== Document passage ==
——

About the Project
Project Origin
At its inception, the Favorite Poem Project put out an open call for people across the country to share their favorite poems. Eighteen thousand Americans—from ages 5 to 97, from every state, representing a range of occupations, kinds of education, and backgrounds—wrote to the project. From those thousands of letters and emails, the Favorite Poem Project created a series of short documentaries and anthologies. The project continues to create short films and educational resources, and to host readings, in order to document and encourage the sharing of poetry across the world.
Founding Principles: Giving Voice to the American Audience for Poetry
Poetry is a vocal art, an art meant to be heard in the reader’s voice—whether actually read aloud or in the inner voice of the imagination. The experience, in both ways, is bodily. As with conversation and song and many other uses of language, understanding is rooted in sound.
That principle is rooted in Robert Pinsky’s experience as a poet and a teacher, working with the melodies of meaning. He long ago found that if you ask students to read aloud and talk about a poem they love, something remarkable happens—a discernible change in their faces and voices that demonstrates their connection to the poem. The Favorite Poem Project grew out of that discovery.
“There is a special comfort and excitement people get from saying aloud words crafted with a certain sound, in a certain order,” says Pinsky. “It’s as though saying the words of a poem aloud make one feel more able, more capable than in ordinary life. Concentrating on the physical sounds of the words, in your own voice, can fulfill the meanings. When you say a poem aloud by William Shakespeare, Emily Dickinson or Langston Hughes, or even imagine saying it aloud, your voice becomes the artist’s medium. It is a form of collaboration, or mutual possession.”
The Favorite Poem Project is also founded upon a second, more social belief: that, contrary to stereotype, many Americans do read poetry; that the audience for poetry is not limited to professors and college students; and that there are many people for whom particular poems have profound, personal meaning. The FPP began with a hunch that poetry has a vigorous presence in American life. The project seeks to document and encourage that presence, giving voice to the American audience for poetry.

——

== Stated exercise ==
Carry on the Favorite Poem Project text from the point where it stops. The material has no connection to the Favorite Poem Project text.

== Stored data ==
——

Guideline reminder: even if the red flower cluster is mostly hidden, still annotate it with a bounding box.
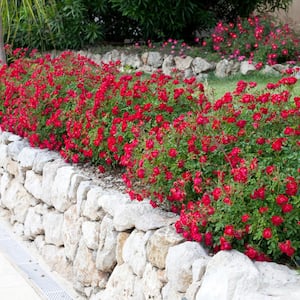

——

== Written answer ==
Favorite Poem Project Videos
The collection of short video documentaries showcases individual Americans reading and speaking personally about poems they love. The videos have been regular features on PBS’s NewsHour with Jim Lehrer and are a permanent part of the Library of Congress archive of recorded poetry and literature. They have also proven valuable as teaching and learning tools for a range of classrooms and ages. The videos may be viewed on this website.
Books
Americans’ Favorite Poems
The selections in this anthology, the first of the series, cross oceans and eras, placing ancient poems alongside contemporary poems and offering many poems in translation. Moving, amusing and insightful letters from readers accompany each poem.
Poems to Read
This second anthology emphasizes the pleasure of reading poems. The poems are arranged into chapters that represent some aspect of a life—such as youth, darkness, passion and art. Many of the poems are accompanied by comments from participants in the Favorite Poem Project.
An Invitation to Poetry
The third of the project’s anthologies. The people in the videos, along with the letters and poems in the book, extend a welcoming invitation to rediscover the joy of reading poems. There is also a paperback textbook edition of the book/DVD, created especially for introduction to poetry classes at high school and college levels, with a comprehensive classroom guide provided free to teachers who adopt the book for a course.
Democracy, Culture and the Voice of Poetry
The response to the Favorite Poem Project demonstrates the significance of poetry to contemporary Americans; this book, based on Robert Pinsky’s Tanner Lectures at Princeton University, reflects on the project as evidence of the relation between democratic culture and the art of poetry.
Favorite Poem Project Original Archives
The Favorite Poem Project’s original archives— including the original letters, email printouts, and both raw and edited versions of audio and video recordings—are housed at Boston University’s Howard Gotlieb Archival Research Center. These materials, along with the project’s database of nearly 25,000 letters written by American readers, have already proven useful to scholars and researchers, as we hope they will in the future. In addition, final versions of the 50 original Favorite Poem Project videos are also kept at the Library of Congress Archive of Recorded Poetry & Literature.
In addition to creating these collections, the Favorite Poem Project has been dedicated to strengthening communities through the art of poetry and has developed successful programs for libraries, communities and schools.
The project has inspired hundreds of Favorite Poem Project readings in cities and towns across the country. These readings gather individuals from different corners of a single community to share their favorite poems with each other, revealing personal ties to specific poems. One of the pleasant surprises of the project has been how beneficial these readings seem to be for the communities that host them. If you are interested in organizing an event in your community, check out our Host a Reading page.
The First Events
In April 1998, the Favorite Poem Project saw its official launch with a series of public poetry readings introduced by Robert Pinsky. The five-city launch tour included New York, Washington D.C., Boston, Saint Louis, and Los Angeles.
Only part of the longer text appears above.